Die neue Angriffslust im Wahlkampf – Negative Campaigning im deutschen Mehrparteiensystem

Im vergangenen Jahrzehnt sind politische Debatten in Deutschland zunehmend von aggressiven Wahlkampagnen geprägt. Persönliche Angriffe, harte Rhetorik und bewusste Zuspitzungen, sogenanntes Negative Campaigning, machen die politischen Debatten konfrontativer. Unter Negative Campaigning wird jede Form öffentlicher Agitation verstanden, die Kandidat*innen im Wahlkampf gegen ihre Konkurrenz richten. Das kann persönliche Angriffe, programmatische Kritik oder das Hervorheben von Schwächen umfassen. Solche Attacken können kurzfristig Aufmerksamkeit erzeugen und Wähler*innen mobilisieren, aber langfristig auch das Vertrauen in die Demokratie und Institutionen schwächen.

### Datensätze
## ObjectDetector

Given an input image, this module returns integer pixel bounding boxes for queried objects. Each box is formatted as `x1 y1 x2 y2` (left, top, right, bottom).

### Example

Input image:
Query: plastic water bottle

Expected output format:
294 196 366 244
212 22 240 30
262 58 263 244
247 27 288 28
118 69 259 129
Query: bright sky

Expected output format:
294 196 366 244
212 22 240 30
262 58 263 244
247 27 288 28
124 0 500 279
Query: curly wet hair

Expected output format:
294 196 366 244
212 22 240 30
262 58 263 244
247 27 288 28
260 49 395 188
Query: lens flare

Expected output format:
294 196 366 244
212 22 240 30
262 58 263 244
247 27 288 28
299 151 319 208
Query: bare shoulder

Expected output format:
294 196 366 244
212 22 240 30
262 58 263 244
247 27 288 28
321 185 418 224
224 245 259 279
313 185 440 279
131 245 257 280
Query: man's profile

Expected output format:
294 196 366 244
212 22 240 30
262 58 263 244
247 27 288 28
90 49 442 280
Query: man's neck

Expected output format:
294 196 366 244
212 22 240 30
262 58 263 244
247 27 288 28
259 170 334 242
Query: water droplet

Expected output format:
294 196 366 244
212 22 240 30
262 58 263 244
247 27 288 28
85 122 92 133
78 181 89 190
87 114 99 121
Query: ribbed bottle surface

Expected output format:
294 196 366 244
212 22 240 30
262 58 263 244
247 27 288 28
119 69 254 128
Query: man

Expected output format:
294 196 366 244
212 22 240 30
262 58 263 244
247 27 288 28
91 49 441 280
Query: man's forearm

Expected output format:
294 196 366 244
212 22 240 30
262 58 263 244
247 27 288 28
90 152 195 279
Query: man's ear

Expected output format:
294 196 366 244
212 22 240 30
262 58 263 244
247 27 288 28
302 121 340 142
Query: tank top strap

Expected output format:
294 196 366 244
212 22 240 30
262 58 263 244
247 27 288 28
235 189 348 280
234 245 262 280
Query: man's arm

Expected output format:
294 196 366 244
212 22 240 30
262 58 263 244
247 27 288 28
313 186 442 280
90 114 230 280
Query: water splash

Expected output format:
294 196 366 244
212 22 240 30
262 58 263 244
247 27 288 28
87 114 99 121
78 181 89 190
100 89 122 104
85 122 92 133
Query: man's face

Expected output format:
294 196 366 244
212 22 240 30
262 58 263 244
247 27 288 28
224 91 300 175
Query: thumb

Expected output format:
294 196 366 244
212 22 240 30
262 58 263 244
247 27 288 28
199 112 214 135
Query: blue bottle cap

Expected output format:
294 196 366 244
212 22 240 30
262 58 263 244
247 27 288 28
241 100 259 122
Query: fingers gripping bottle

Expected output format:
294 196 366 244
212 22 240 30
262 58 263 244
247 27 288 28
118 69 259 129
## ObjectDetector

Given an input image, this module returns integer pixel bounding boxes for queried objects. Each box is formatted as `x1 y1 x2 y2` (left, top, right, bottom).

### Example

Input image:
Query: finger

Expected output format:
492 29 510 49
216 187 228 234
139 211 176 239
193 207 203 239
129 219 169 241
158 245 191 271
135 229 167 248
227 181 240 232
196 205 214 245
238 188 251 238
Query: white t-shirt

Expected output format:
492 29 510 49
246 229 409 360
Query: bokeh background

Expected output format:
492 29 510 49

### Aufgabenstellung
Gib den Auszug über Negative Campaigning vollständig und wortgetreu wieder. Die Datensätze werden hier nicht gebraucht.

### Lösung
Die neue Angriffslust im Wahlkampf – Negative Campaigning im deutschen Mehrparteiensystem

Im vergangenen Jahrzehnt sind politische Debatten in Deutschland zunehmend von aggressiven Wahlkampagnen geprägt. Persönliche Angriffe, harte Rhetorik und bewusste Zuspitzungen, sogenanntes Negative Campaigning, machen die politischen Debatten konfrontativer. Unter Negative Campaigning wird jede Form öffentlicher Agitation verstanden, die Kandidat*innen im Wahlkampf gegen ihre Konkurrenz richten. Das kann persönliche Angriffe, programmatische Kritik oder das Hervorheben von Schwächen umfassen. Solche Attacken können kurzfristig Aufmerksamkeit erzeugen und Wähler*innen mobilisieren, aber langfristig auch das Vertrauen in die Demokratie und Institutionen schwächen.